[Dataset rows on where objects appear]
^^^^^^^^^^^^^^^^

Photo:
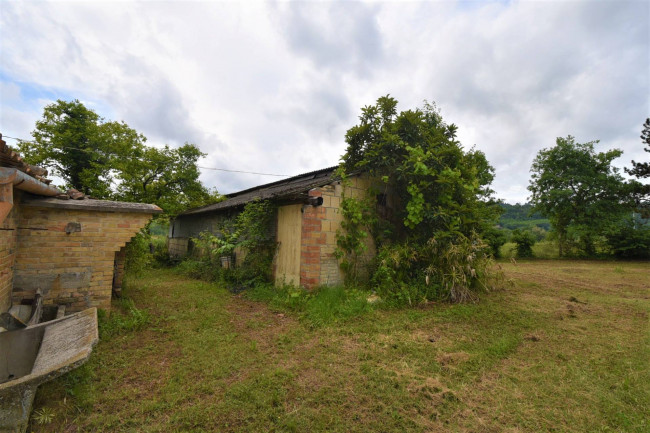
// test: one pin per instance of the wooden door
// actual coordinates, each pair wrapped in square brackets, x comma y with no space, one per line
[287,268]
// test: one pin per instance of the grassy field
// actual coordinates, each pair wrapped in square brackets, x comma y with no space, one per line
[566,349]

^^^^^^^^^^^^^^^^

- [Task]: Can you copy out all of the material above word for word, omitting the pictures?

- [Solved exercise]:
Photo:
// test: one pin per instance of the wooden door
// actual coordinates, each pair wrapped in square brackets, x comma y with no space, one per line
[287,268]
// test: one pin per instance of the grassy field
// actual coordinates, each pair wrapped in square brackets, x comma y with no space, one per line
[566,349]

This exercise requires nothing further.